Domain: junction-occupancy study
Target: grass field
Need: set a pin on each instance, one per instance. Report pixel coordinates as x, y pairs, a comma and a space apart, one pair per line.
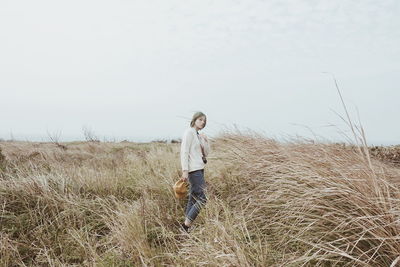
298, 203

· · · · ·

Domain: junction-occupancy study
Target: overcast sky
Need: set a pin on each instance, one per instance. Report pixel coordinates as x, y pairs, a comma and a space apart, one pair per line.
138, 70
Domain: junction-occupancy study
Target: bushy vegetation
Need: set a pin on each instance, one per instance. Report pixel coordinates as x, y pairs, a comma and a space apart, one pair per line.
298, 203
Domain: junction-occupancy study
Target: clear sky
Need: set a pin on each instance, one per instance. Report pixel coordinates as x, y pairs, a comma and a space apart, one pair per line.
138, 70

· · · · ·

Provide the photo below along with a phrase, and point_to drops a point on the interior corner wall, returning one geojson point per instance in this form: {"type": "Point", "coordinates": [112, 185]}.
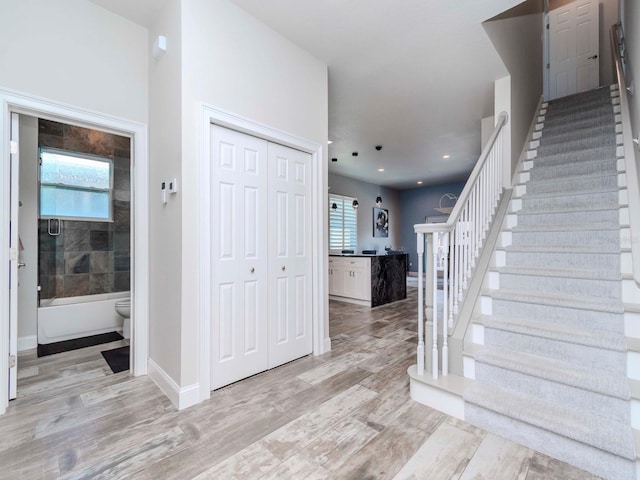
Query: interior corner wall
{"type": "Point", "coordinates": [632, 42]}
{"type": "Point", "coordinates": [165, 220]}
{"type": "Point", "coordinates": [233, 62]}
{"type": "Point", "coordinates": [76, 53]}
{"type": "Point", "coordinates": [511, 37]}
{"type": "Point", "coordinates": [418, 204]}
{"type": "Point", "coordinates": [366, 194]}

· · · · ·

# [TASK]
Every line of the records above where the string "Target" is found should be copied.

# [FINISHED EXERCISE]
Target: grass field
Target: overcast sky
Target: bushy vegetation
Target: clear sky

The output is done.